------ TEXT EXTRACT ------

In 1980, UNESCO made the Santa Maria delle Grazie complex and The Last Supper a World Heritage site.
SPECULATIONS
Perhaps because of its deteriorated state, Leonardo’s Last Supper has been the target of much speculation by historians and writers, usually centered around purported hidden messages within the painting.
Several examples follow:
1) The Templar Revelation (1997) by Lynn Pickett and Clive Prince and The Da Vinci Code (2003) by Dan Brown both identify the person seated at Jesus’s right hand not as John the Apostle, but as a woman, and none other than Mary Magdalene, who supposedly bore Christ’s child after his death. It is true that the beardless John looks quite effeminate, but he was much younger than the other Apostles except for Phillip and maybe Matthew, both of whom are beardless here, too, while the others all have beards. Moreover, the Bible never mentions Mary Magdalene as present at the Last Supper, and if John is Mary, then where is John?
2) According to an article by Matthew Moore published on July 30, 2007 in The Telegraph, Slavisa Pesci, “an information technologist and amateur scholar,” superimposed Leonardo’s version of The Last Supper on its mirror image (with both images of Jesus lined up) and claimed that the resultant picture has a Templar Knight on the far left, a woman dressed in orange and holding a swaddled baby in her arms to the left of Jesus, and the Holy Grail in the form of a chalice in front of Jesus. With the naked eye no chalice is visible, although Jesus’ left hand is pointing to the Eucharist and his right to a glass of wine.
3) Giovanni Maria Pala, an Italian musician, has indicated that the positions of the hands and loaves of bread can be interpreted as notes on a musical staff, and, if read from right to left (because Leonardo was left-handed), form a musical composition.
4) Reported by British Vatican correspondent Richard Owen in an article entitled, “Da Vinci ‘predicted the world would end in 4066’ says Vatican researcher” in the London Times on March 15, 2010, is the most far-fetched of all theories. Sabrina Sforza Galitzia claimed to have deciphered the “mathematical and astrological” puzzle in Leonardo’s The Last Supper. She said that Leonardo foresaw the end of the world in a “universal flood” which would begin on March 21, 4006, and end on November 1 the same year. Leonardo believed that this would mark “a new start for humanity.”

------ MATERIAL PROVIDED ------

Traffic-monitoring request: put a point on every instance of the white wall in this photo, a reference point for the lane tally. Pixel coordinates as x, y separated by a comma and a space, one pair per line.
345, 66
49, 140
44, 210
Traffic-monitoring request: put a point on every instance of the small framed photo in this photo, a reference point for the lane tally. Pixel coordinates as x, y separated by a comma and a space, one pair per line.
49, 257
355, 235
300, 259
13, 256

------
------ MATERIAL PROVIDED ------

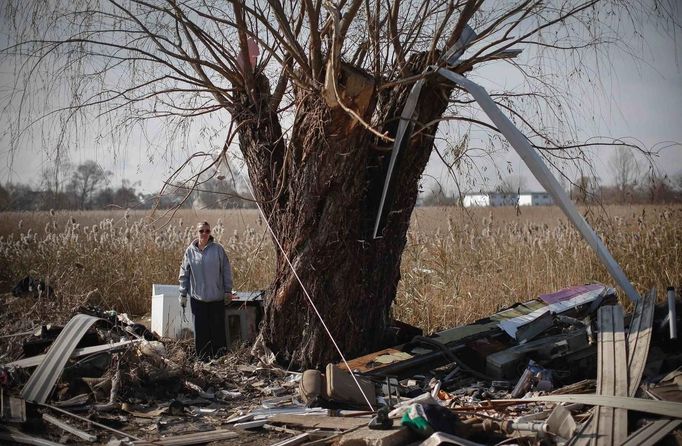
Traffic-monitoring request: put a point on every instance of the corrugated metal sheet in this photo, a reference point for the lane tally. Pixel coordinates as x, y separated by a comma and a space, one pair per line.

------
------ MATERIAL PROVIDED ------

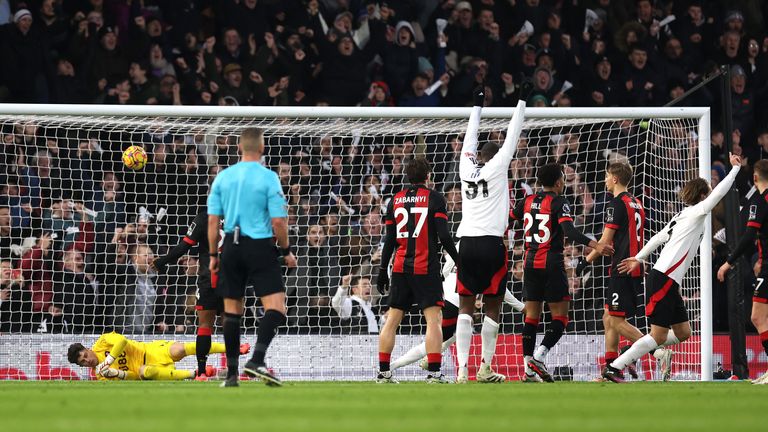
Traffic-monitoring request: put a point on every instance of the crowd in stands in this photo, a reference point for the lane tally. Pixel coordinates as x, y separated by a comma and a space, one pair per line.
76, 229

------

## EXERCISE TASKS
a: According to the Last Supper text, what is Giovanni Maria Pala's profession?
b: Reproduce everything in the Last Supper text from "SPECULATIONS" down to "where is John?".

## SOLVED TASKS
a: He is an Italian musician.

b:
SPECULATIONS
Perhaps because of its deteriorated state, Leonardo’s Last Supper has been the target of much speculation by historians and writers, usually centered around purported hidden messages within the painting.
Several examples follow:
1) The Templar Revelation (1997) by Lynn Pickett and Clive Prince and The Da Vinci Code (2003) by Dan Brown both identify the person seated at Jesus’s right hand not as John the Apostle, but as a woman, and none other than Mary Magdalene, who supposedly bore Christ’s child after his death. It is true that the beardless John looks quite effeminate, but he was much younger than the other Apostles except for Phillip and maybe Matthew, both of whom are beardless here, too, while the others all have beards. Moreover, the Bible never mentions Mary Magdalene as present at the Last Supper, and if John is Mary, then where is John?